▶ **EXERCISE REQUIREMENTS**: Edit the rows below by changing each "dot" to "point". Leave all other text unchanged.

= = = =

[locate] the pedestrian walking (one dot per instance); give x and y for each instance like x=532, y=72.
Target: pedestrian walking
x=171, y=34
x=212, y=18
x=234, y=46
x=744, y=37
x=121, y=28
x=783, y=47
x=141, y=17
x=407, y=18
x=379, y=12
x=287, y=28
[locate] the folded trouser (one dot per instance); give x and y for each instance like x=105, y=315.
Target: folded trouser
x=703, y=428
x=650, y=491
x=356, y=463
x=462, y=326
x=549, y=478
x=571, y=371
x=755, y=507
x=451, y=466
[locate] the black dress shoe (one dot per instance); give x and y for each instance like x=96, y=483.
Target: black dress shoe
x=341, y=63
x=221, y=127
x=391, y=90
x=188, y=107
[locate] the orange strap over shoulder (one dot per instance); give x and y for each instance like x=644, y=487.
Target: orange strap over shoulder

= = = =

▶ **SOLUTION**:
[locate] the pedestrian walking (one point per instance); give x and y for each instance like x=532, y=72.
Target: pedestrian walking
x=171, y=34
x=212, y=18
x=234, y=46
x=744, y=37
x=121, y=28
x=783, y=47
x=141, y=17
x=407, y=18
x=379, y=12
x=287, y=28
[locate] the folded trouser (one point per instance); give x and y for each instance like x=105, y=315.
Target: folded trouser
x=703, y=428
x=650, y=491
x=356, y=463
x=462, y=326
x=549, y=478
x=571, y=371
x=755, y=507
x=451, y=466
[locate] the black dress shoe (one point per instance); give x and y for each instance like x=96, y=483.
Target: black dress shoe
x=341, y=63
x=221, y=127
x=391, y=90
x=188, y=107
[locate] the orange strap over shoulder (one point per instance); give x and y for each instance like x=644, y=487.
Target: orange strap over shoulder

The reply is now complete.